◆ Work required
What lines of the material below include the string "black"? Copy all of them.

Material for the task section start

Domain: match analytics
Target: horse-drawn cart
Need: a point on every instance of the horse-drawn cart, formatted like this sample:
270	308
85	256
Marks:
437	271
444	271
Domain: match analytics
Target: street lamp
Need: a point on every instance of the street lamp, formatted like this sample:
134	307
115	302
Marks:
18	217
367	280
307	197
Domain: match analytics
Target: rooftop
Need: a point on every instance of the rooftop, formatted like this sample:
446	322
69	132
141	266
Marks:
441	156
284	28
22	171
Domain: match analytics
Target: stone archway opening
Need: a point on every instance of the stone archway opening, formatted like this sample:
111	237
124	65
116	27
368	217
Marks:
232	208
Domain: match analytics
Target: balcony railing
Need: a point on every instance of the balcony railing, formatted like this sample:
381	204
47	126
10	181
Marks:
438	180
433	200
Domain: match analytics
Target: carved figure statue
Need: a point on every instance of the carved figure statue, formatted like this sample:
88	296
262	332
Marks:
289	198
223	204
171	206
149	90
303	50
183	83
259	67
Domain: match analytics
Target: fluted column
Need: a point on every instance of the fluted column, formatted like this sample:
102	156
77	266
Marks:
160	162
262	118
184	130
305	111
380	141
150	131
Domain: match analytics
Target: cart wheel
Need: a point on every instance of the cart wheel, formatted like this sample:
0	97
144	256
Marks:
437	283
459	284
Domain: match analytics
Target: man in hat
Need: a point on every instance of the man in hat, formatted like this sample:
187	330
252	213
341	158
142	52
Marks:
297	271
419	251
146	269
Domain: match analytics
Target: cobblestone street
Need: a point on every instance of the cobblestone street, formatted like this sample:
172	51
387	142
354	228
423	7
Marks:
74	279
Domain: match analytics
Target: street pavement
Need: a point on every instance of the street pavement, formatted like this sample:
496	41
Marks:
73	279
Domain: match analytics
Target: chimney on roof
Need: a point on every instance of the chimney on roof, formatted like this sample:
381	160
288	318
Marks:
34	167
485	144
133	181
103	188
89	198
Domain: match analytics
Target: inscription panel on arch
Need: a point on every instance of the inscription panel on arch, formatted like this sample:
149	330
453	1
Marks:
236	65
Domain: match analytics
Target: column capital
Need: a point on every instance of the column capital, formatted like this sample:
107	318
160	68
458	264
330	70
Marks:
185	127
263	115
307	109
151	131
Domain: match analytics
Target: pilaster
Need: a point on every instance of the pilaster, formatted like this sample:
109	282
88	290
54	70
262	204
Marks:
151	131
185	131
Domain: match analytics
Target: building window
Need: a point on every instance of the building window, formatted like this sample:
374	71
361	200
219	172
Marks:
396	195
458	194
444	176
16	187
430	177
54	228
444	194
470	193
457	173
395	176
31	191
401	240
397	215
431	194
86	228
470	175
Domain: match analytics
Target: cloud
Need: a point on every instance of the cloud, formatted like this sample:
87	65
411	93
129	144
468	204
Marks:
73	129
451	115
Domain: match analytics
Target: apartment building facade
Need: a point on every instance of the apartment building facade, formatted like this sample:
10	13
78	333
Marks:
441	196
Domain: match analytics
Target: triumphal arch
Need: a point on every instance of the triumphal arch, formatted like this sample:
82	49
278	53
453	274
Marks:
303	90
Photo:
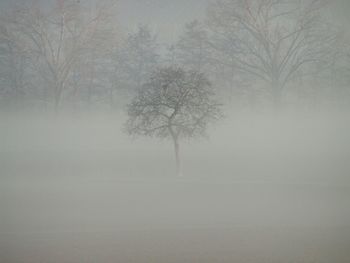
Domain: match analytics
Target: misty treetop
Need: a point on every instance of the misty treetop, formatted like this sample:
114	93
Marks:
173	104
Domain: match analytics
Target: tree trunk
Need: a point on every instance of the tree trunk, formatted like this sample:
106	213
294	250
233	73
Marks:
177	156
277	94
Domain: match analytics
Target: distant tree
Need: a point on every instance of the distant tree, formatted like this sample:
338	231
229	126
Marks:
173	104
136	58
191	50
56	38
270	40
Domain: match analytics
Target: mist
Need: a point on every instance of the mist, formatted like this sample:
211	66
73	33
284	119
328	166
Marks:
163	131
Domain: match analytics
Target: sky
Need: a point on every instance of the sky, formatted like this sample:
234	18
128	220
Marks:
165	17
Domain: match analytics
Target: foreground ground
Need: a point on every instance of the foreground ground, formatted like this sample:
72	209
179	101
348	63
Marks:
78	190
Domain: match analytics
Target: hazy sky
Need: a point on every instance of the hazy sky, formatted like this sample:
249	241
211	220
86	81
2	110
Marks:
164	16
167	17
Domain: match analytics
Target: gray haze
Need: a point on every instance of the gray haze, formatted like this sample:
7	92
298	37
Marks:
174	131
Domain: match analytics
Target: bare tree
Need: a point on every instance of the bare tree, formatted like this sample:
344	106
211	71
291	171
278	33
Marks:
270	40
57	38
174	104
191	50
136	58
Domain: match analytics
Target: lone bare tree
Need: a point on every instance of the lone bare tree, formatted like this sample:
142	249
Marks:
174	104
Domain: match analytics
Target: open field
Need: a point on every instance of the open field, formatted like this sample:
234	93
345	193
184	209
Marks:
260	189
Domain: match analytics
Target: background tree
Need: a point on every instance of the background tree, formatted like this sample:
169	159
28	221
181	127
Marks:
174	104
191	50
136	59
269	40
57	38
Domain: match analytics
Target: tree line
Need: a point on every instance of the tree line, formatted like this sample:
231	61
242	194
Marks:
254	52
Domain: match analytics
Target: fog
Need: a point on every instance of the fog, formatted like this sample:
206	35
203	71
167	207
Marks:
129	133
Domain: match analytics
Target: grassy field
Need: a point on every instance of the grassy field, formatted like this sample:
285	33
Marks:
260	189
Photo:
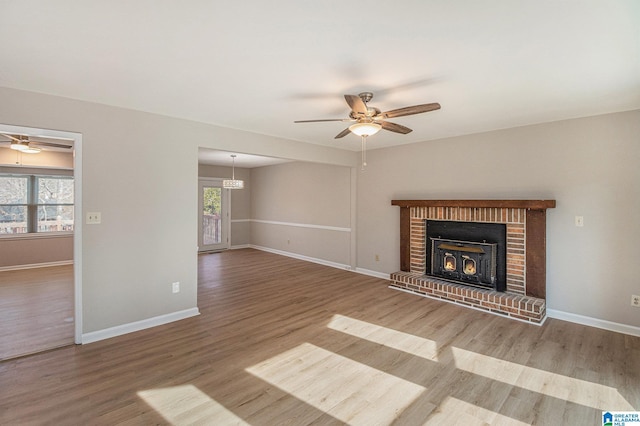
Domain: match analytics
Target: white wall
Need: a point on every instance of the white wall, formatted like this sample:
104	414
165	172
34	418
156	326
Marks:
589	165
140	171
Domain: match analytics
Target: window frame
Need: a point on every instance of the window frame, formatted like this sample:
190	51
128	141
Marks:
33	205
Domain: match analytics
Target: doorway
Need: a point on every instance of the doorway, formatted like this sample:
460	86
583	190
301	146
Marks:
51	290
213	215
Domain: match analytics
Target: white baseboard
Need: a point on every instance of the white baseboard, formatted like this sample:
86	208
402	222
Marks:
119	330
374	274
594	322
35	265
302	257
240	246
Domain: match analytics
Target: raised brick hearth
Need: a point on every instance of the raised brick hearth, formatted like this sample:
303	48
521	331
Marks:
524	298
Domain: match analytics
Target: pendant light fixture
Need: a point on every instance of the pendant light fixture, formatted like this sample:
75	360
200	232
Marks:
22	145
233	183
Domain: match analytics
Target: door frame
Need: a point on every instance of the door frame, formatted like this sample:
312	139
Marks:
225	207
77	211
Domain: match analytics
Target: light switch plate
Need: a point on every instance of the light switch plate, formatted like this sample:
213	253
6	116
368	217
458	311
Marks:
94	218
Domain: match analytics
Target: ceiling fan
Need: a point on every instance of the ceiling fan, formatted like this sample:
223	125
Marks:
22	143
368	120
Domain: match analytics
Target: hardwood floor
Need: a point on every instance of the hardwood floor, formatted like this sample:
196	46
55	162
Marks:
36	310
283	341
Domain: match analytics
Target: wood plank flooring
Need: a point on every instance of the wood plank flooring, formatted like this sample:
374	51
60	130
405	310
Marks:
36	310
283	341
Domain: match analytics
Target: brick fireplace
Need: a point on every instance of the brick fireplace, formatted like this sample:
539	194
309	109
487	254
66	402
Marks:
525	220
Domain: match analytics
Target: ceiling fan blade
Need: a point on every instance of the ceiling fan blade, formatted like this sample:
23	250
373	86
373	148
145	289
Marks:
343	133
325	119
395	127
415	109
356	104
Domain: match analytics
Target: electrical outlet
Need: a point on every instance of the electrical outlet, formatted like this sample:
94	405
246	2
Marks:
94	218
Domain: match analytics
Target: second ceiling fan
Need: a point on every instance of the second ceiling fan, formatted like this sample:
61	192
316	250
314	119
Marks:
361	115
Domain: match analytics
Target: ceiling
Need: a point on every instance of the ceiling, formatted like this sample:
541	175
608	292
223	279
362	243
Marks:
247	161
258	66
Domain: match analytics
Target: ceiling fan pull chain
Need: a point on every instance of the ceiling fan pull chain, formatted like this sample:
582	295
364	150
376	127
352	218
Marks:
364	152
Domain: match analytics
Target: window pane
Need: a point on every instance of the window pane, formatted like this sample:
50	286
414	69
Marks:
55	218
13	219
53	190
211	231
13	190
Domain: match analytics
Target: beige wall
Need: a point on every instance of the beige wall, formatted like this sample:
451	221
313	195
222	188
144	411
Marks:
303	209
240	201
140	171
10	157
589	165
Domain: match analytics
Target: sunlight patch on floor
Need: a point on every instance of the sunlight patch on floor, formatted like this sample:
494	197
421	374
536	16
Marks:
552	384
394	339
187	404
536	380
345	389
459	412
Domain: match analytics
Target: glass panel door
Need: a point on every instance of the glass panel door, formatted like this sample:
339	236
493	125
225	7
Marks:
213	223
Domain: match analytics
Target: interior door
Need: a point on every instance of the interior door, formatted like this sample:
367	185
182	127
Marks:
213	221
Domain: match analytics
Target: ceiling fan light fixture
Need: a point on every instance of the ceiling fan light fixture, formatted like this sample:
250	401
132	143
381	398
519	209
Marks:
233	183
19	146
365	129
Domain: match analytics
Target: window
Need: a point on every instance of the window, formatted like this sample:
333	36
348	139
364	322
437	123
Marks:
33	203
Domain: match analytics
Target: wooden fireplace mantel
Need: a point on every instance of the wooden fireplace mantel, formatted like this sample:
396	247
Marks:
514	204
535	230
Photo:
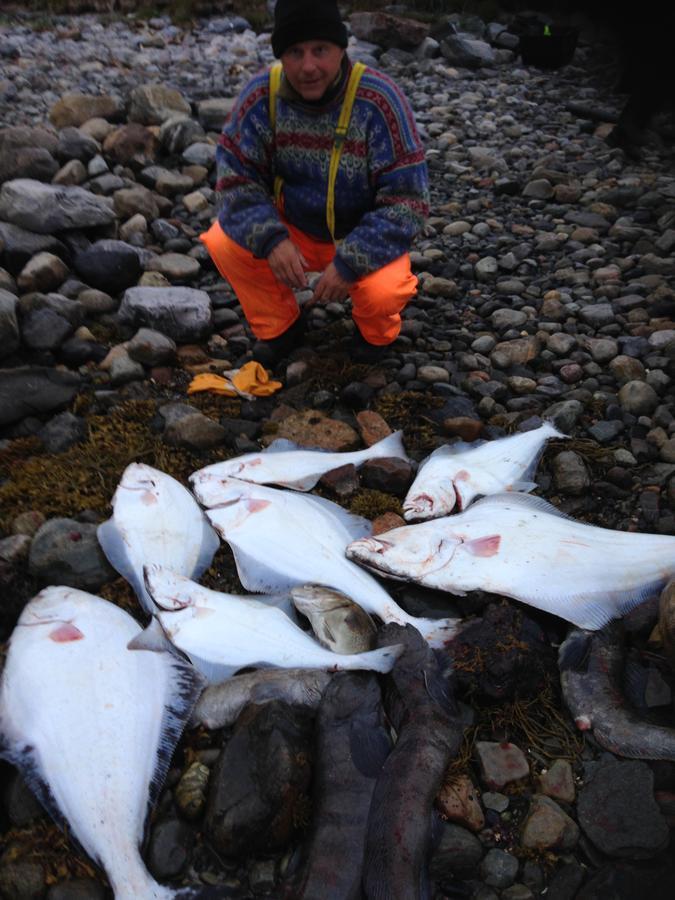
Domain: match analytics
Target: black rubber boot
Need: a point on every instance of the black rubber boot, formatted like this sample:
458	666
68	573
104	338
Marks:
270	353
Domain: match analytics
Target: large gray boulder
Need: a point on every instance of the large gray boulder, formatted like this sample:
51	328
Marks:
9	324
46	208
32	390
183	314
467	52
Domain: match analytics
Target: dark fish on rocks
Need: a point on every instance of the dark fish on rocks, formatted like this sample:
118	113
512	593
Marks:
429	734
220	704
351	746
667	622
337	621
92	726
591	667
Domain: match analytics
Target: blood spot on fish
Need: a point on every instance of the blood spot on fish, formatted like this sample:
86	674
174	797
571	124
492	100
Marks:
487	546
257	505
203	612
65	633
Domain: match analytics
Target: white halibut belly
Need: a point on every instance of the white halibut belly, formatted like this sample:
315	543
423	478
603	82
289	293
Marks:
86	720
544	556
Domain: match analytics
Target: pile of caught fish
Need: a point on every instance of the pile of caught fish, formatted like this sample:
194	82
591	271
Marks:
84	687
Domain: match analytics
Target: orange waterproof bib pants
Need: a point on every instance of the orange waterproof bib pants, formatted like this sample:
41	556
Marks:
271	308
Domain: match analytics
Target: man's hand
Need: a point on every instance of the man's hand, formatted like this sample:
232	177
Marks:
331	286
288	264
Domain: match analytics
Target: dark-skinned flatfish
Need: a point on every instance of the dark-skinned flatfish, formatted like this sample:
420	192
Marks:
92	726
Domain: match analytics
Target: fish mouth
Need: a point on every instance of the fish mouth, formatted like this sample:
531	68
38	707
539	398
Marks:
169	601
373	549
420	507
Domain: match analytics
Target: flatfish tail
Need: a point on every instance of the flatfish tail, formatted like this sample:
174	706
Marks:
113	545
188	685
398	841
24	759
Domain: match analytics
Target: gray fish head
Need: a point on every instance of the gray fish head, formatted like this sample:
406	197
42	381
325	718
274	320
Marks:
410	553
421	506
312	597
139	476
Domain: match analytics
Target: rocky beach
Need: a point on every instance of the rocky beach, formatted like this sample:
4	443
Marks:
546	293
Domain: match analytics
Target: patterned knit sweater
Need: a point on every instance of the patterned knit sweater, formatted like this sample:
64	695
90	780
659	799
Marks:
381	192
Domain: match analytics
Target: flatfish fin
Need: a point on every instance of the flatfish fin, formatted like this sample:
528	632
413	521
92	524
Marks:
592	611
209	546
112	544
25	761
522	486
255	576
283	445
533	504
188	685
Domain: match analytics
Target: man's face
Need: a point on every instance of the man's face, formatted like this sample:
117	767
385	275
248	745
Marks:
311	67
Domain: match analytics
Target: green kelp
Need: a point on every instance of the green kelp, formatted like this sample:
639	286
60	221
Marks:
409	411
85	476
370	504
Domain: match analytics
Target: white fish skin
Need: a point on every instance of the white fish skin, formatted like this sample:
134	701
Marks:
286	464
92	726
281	539
222	633
155	520
522	547
455	474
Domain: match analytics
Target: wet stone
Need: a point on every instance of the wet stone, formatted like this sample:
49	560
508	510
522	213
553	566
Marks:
458	802
558	781
390	475
67	552
621	792
501	763
63	431
170	846
547	827
458	852
570	473
499	868
565	881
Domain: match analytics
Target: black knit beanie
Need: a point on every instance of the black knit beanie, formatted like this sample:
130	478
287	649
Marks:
306	20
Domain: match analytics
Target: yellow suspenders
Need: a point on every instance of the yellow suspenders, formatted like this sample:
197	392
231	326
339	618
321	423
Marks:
338	141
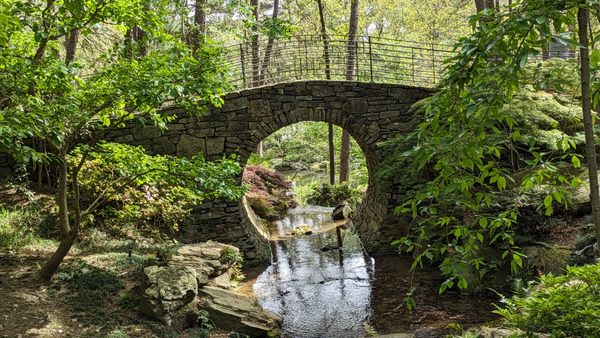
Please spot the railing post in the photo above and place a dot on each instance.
(412, 63)
(370, 59)
(433, 60)
(243, 65)
(356, 59)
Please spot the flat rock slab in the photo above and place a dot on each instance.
(238, 313)
(168, 288)
(204, 258)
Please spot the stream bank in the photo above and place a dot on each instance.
(322, 292)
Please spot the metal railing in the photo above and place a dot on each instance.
(377, 60)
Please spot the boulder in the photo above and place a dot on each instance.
(302, 230)
(238, 313)
(205, 258)
(167, 289)
(341, 212)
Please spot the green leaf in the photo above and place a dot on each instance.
(548, 201)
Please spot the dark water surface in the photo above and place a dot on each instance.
(328, 293)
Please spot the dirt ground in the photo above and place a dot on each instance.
(88, 300)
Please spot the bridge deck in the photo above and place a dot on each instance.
(311, 58)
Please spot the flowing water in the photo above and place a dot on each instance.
(323, 292)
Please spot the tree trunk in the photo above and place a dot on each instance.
(327, 76)
(199, 25)
(590, 144)
(331, 154)
(67, 236)
(352, 38)
(350, 76)
(325, 40)
(255, 47)
(345, 157)
(71, 46)
(270, 42)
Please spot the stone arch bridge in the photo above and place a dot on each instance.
(366, 88)
(370, 112)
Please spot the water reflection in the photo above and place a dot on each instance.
(315, 294)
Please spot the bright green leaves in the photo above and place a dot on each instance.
(566, 305)
(153, 191)
(478, 155)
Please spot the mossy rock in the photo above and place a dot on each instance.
(544, 259)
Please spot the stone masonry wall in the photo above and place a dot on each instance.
(371, 113)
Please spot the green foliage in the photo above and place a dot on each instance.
(286, 150)
(465, 146)
(25, 226)
(90, 288)
(149, 193)
(330, 196)
(566, 305)
(269, 193)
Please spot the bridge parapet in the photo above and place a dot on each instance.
(309, 57)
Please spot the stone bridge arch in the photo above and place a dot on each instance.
(370, 112)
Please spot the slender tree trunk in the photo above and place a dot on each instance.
(352, 39)
(71, 46)
(590, 144)
(199, 24)
(479, 5)
(350, 73)
(269, 47)
(67, 238)
(255, 44)
(331, 154)
(345, 157)
(142, 40)
(327, 76)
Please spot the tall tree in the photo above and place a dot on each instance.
(350, 75)
(255, 43)
(52, 99)
(199, 29)
(330, 135)
(583, 19)
(269, 48)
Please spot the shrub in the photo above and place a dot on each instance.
(331, 195)
(269, 193)
(149, 194)
(24, 226)
(566, 305)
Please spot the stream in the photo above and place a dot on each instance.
(322, 292)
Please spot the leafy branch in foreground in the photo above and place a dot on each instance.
(470, 151)
(61, 101)
(127, 183)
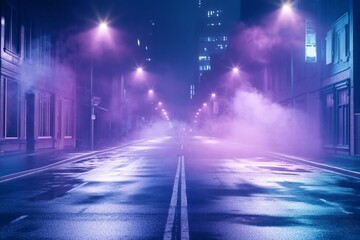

Material for the task section end

◆ Solution to this task
Target: black rubber boot
Need: a point on every instance of the black rubber boot, formatted like this sample:
Target: black knit beanie
Need: a point on every instance of the black knit beanie, formatted like this sample:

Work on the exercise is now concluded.